Filtering table by variable only

Hi everyone!

 

I have a table called Calendar and it contains some fields as Date, Year, Month, etc.

The second table (the fact one) is related to the previous one by the Year field.

 

I would to do the following computation:

 

Back Margin Variance CAGR = 
CALCULATE(
	[Back Margin];
	FILTER('Calendar'; 'Calendar'[Year] = LASTNONBLANK('Calendar'[Year]; TRUE()))
	)


But it doesn't work as expected because it does no apply the filter on Calendar table. Instead, using the following formula, it performs the expected computation:

 

 

Back Margin Variance CAGR = 
VAR
	LY = LASTNONBLANK('Calendar'[Year]; TRUE())
RETURN
CALCULATE(
	[Back Margin];
	FILTER('Calendar'; 'Calendar'[Year] = LY)
	)

 

Could anyone explain why this happens, please?

Thanks.

4 REPLIES 4
austinsense
Impactful Individual
Impactful Individual

Without knowing everything, here's what I think is going on at a very high level.

 

When you use the variable it calculates LY in the right context. With FILTER() it calculates LY in the wrong context.

 

With FILTER() you're calculating LASTNONBLANK for every row of the calendar table, and for each row in the calendar table the LASTNONBLANK is the date in that row.  So for every row in the calendar table this expression is true - Calendar'[Year] = LASTNONBLANK('Calendar'[Year]) - and so you get every row back with no filtering.

Austin is VP Operations at PowerPivotPro and a professional self-service enthusiast 🙂


@austinsense wrote:

Without knowing everything, here's what I think is going on at a very high level.

 

When you use the variable it calculates LY in the right context. With FILTER() it calculates LY in the wrong context.

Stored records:
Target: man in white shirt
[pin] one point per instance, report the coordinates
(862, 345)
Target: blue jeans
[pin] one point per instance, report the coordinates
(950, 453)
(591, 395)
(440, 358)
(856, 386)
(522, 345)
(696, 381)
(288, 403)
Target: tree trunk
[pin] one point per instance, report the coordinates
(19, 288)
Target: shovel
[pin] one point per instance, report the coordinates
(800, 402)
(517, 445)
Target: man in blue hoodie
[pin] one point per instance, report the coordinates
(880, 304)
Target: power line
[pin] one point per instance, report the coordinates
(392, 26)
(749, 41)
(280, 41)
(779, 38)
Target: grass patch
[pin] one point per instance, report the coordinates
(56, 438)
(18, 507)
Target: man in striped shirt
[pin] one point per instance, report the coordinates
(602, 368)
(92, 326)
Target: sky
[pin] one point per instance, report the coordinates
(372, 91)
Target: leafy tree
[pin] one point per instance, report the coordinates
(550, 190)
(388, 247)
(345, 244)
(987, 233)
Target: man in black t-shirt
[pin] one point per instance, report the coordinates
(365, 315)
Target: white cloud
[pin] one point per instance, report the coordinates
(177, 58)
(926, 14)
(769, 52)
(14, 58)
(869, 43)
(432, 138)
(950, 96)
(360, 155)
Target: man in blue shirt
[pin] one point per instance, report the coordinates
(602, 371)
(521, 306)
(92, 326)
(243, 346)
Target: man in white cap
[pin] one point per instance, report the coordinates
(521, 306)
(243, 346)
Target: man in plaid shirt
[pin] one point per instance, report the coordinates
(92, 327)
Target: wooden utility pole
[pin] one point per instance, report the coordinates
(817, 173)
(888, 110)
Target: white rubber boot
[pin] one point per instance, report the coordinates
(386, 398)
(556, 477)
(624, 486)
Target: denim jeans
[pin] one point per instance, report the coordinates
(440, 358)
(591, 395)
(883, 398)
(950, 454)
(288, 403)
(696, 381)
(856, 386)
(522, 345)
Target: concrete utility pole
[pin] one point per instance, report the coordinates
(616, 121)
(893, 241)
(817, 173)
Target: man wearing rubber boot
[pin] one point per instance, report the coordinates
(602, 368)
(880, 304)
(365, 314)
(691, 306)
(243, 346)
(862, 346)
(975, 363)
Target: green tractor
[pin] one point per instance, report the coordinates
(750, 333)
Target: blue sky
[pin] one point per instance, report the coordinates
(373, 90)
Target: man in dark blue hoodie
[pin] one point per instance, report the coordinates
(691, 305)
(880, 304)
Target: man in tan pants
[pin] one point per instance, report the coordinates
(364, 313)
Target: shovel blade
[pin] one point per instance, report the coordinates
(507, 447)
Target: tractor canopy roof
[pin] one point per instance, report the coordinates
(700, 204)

WHAT TO PRODUCE => Please write out, word for word, the passage from "Filtering table by" to "one by the Year field." in the forum thread on filtering a table.

FULL ANSWER =>
Filtering table by variable only

Hi everyone!

 

I have a table called Calendar and it contains some fields as Date, Year, Month, etc.

The second table (the fact one) is related to the previous one by the Year field.